[Referring expression pointing data]
_ _ _ _ _ _ _

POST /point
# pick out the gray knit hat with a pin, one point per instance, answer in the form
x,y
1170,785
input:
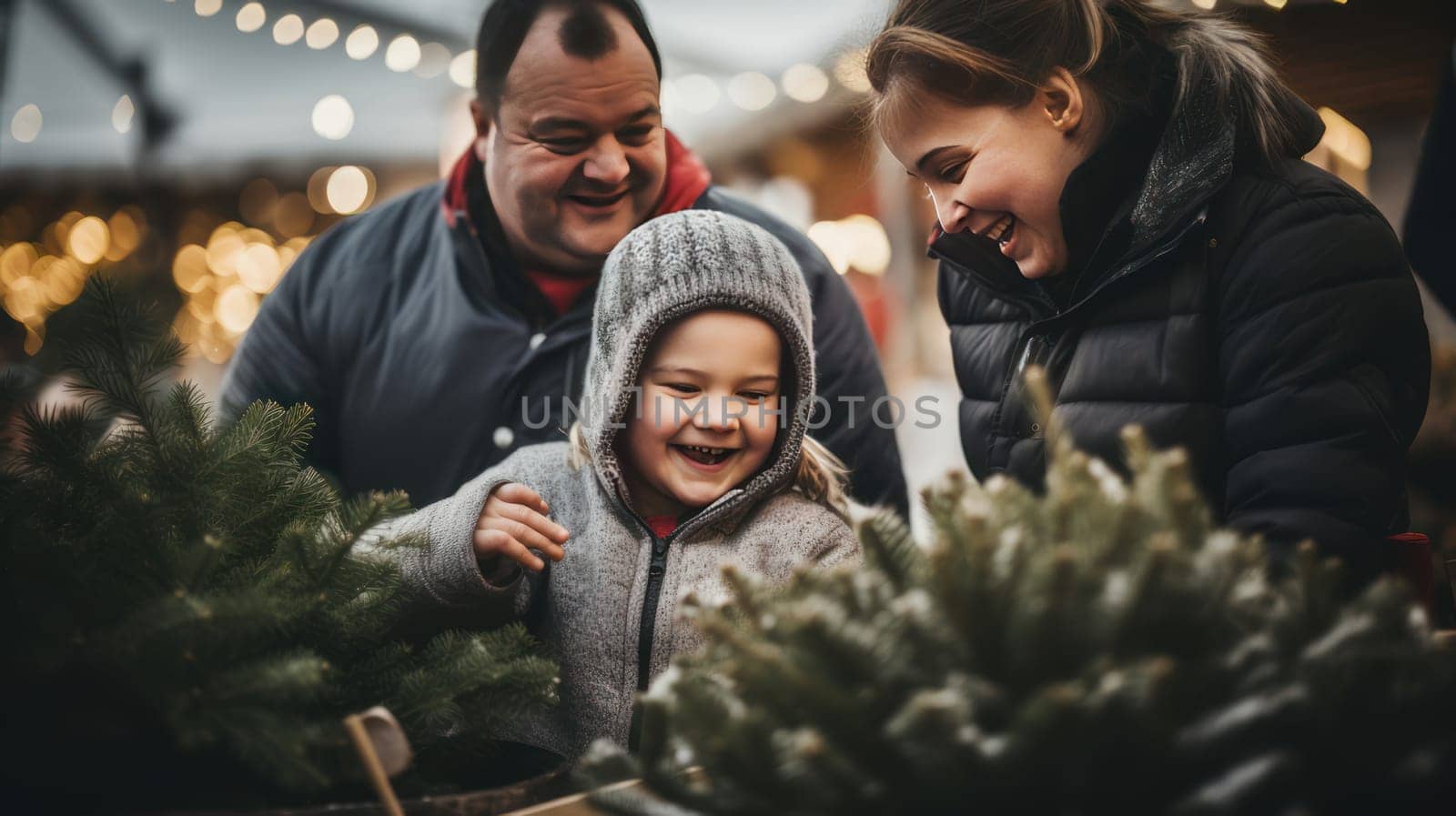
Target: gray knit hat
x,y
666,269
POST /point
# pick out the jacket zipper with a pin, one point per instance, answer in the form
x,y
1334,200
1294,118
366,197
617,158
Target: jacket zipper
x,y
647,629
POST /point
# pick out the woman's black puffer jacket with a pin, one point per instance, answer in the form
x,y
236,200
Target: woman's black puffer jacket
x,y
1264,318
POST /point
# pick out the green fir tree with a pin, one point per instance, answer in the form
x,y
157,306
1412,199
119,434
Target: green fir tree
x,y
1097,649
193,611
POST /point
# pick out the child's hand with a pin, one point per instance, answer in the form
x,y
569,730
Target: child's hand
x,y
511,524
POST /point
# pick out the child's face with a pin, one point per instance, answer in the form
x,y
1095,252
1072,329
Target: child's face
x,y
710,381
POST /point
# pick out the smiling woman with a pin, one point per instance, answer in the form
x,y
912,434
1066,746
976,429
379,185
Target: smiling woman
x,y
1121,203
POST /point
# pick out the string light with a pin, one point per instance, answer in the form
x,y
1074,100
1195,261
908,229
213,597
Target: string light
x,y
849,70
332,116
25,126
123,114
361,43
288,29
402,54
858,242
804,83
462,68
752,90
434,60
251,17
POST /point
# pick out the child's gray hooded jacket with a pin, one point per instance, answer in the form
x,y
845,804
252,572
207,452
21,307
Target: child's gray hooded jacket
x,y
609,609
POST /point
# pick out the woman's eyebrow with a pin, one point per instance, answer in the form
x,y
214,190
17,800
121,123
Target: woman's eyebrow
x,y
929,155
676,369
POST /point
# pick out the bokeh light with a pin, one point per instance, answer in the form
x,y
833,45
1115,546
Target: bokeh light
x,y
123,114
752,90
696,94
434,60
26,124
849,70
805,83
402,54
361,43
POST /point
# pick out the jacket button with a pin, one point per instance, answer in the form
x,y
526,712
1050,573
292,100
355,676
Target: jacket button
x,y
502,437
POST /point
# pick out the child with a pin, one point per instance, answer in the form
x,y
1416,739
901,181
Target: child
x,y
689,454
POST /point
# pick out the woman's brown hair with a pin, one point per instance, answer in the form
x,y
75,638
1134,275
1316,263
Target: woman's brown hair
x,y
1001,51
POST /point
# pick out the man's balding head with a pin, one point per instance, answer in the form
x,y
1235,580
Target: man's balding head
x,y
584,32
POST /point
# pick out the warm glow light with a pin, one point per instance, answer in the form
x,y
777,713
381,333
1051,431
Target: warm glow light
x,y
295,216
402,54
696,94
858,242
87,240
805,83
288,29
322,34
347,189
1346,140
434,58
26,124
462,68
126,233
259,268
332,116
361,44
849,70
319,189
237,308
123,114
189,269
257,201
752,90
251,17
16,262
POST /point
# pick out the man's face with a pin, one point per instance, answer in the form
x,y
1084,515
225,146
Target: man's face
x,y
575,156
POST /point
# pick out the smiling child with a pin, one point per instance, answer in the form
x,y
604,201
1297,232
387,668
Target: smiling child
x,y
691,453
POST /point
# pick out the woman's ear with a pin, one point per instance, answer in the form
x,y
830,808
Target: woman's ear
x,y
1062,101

_ _ _ _ _ _ _

Assignment = An exact reproduction of the data is needed, with no pictures included.

Reply to the exercise =
POST /point
# pick out the gray knit hat with a pin, one point per instance, answer in the form
x,y
1170,785
input:
Target: gray knit hat
x,y
666,269
POST /point
# pick out the jacket zipper with a pin, one point per instance, answer in the form
x,y
1334,200
1294,118
366,197
617,158
Target: jacket zipper
x,y
647,629
POST /point
# pick out the woman's black puffer jacket with a pin, one point per instance, answer in the form
x,y
236,200
Target: woman's black puffer jacket
x,y
1264,318
POST /point
# pick out the green fir tree with a pin, one point per instance, answer in the form
x,y
157,306
1412,199
119,434
Target: green fir tree
x,y
1097,649
193,611
POST /point
# pick out the child's hand with a pin, one point per instance, answer in the form
x,y
569,730
Target: child's hand
x,y
511,524
POST /point
# pick out the child's face with a pin, one point per instance, answer in the form
x,y
1095,252
1072,329
Target: child's face
x,y
710,381
POST /point
# pick out the smiling woman with a pin, one point per instance, answer in the form
x,y
912,434
1066,746
976,429
379,185
Target: smiling woman
x,y
1121,203
POST /point
# pick out the string light with a pin, one point per instance, answer in the form
x,y
1074,100
1195,261
908,229
213,597
Target: string light
x,y
849,70
332,116
25,126
123,114
361,43
288,29
402,54
858,242
804,83
462,68
752,90
434,60
251,17
POST /point
# pick out the child's gray hooded jacket with a pin, one point per instance, answer in the form
x,y
845,804
252,572
207,452
21,307
Target: child's gray hooded jacket
x,y
609,609
POST /point
# pick out the woman's eyebrow with a pin, one point per instance, answer in the form
x,y
214,190
17,800
121,123
Target: woman's eyebrow
x,y
929,155
676,369
POST /point
# pick out the bokeh light with a pin, one point per instance, answer in the form
x,y
833,45
1115,546
Target: bokeh light
x,y
123,114
752,90
696,94
434,60
26,124
849,70
805,83
402,54
361,43
POST /point
# pick out the jacket button with a pin, one point per instance, answer in the form
x,y
526,712
1050,573
292,100
355,676
Target: jacket button
x,y
502,437
POST /point
# pick out the child with a pin, one point per instance, answer in the form
x,y
1416,739
901,181
Target: child
x,y
689,454
POST /point
# pick out the woman's brown hair with a pin, one point per instance, answer in the form
x,y
75,638
1134,275
1316,263
Target: woman's brown hair
x,y
1001,51
POST /point
# pick out the man's balding head with a pin, one point per instance, answer in the form
x,y
1235,580
Target: man's balding head
x,y
584,32
POST /point
# pick out the warm glow light with a pin, one point per instance, answer in the form
x,y
777,713
381,333
1051,431
Target: warm glow light
x,y
295,216
402,54
696,94
858,242
87,240
805,83
288,29
322,34
347,189
1346,140
434,58
26,124
462,68
126,233
259,268
332,116
361,44
849,70
319,189
237,308
123,114
189,269
257,201
752,90
251,17
16,262
POST /point
# pick out the man's face with a pin, one point per instance, answer in the form
x,y
1084,515
225,146
Target: man's face
x,y
575,156
POST /point
# pick out the smiling child with a pin, one point per instance, answer in the form
x,y
604,201
1297,232
387,668
Target: smiling child
x,y
691,453
POST /point
# pick out the woman's ear with a pin, one point per instance, answer in the form
x,y
830,808
Target: woman's ear
x,y
1062,101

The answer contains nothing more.